:: Records supplied

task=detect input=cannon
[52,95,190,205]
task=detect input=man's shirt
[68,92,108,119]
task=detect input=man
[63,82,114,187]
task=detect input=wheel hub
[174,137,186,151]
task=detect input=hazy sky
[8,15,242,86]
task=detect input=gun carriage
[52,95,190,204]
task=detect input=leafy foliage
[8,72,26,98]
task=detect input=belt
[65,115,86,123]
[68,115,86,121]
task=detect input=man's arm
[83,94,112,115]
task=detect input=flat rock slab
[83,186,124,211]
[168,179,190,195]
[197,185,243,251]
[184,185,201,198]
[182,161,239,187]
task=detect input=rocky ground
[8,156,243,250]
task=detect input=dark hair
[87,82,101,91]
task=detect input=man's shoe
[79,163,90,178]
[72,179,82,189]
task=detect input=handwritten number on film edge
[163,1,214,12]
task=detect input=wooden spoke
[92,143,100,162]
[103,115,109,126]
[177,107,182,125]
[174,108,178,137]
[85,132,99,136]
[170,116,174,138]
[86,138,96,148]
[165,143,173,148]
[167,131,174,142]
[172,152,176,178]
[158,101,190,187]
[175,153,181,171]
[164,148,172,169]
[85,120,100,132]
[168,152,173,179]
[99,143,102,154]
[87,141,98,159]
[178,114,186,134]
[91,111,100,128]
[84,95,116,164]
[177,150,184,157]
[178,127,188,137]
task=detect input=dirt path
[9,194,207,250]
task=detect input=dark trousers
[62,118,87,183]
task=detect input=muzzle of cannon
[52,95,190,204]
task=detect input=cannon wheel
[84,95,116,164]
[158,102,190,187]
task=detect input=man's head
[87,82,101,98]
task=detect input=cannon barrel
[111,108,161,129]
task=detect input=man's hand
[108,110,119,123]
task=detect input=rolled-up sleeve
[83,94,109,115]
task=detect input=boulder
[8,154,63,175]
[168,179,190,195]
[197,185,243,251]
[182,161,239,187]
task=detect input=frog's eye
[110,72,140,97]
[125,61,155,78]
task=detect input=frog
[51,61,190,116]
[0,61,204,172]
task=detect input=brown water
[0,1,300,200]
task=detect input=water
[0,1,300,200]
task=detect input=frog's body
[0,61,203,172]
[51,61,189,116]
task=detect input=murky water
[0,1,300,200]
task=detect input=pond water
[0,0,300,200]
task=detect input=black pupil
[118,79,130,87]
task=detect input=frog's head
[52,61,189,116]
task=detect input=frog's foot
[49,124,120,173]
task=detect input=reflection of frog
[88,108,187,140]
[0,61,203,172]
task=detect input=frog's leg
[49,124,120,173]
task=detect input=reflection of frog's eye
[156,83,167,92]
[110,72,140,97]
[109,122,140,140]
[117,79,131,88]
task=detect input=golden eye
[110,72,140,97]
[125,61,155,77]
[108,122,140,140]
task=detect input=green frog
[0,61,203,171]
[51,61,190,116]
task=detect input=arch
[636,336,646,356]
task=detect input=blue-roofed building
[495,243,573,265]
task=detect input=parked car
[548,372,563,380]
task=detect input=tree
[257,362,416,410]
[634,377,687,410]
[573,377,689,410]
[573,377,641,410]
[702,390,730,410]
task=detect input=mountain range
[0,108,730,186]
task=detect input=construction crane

::::

Scale the lines from the one containing "task=detect input=pond water" through the last line, both included. Write each of those lines again, requests included, with every box coordinate in the answers multiplied by 0.45 and rounded to a whole number, halves rounded up.

→ Solution for this exercise
task=detect input=pond water
[0,0,135,90]
task=detect input=black pupil
[53,36,59,39]
task=detect input=frog's head
[23,27,85,52]
task=detect input=frog's foot
[22,56,54,78]
task=detect input=reflection of frog
[40,49,84,63]
[0,27,91,77]
task=detect input=frog's leg
[22,56,54,78]
task=detect input=reflection of frog's eye
[70,37,75,41]
[50,32,63,44]
[49,55,63,63]
[53,36,59,40]
task=detect input=golden eye
[50,32,63,44]
[56,27,70,35]
[49,55,63,63]
task=detect input=green frog
[0,27,91,77]
[23,27,86,52]
task=detect input=arch
[286,151,291,160]
task=detect input=blue-roofed building
[223,109,258,119]
task=detect input=parked car
[247,167,253,171]
task=detect input=tree
[116,163,187,185]
[285,170,309,185]
[258,170,310,185]
[258,170,288,185]
[316,176,329,185]
task=detect input=mountain range
[0,49,329,84]
task=detect input=construction crane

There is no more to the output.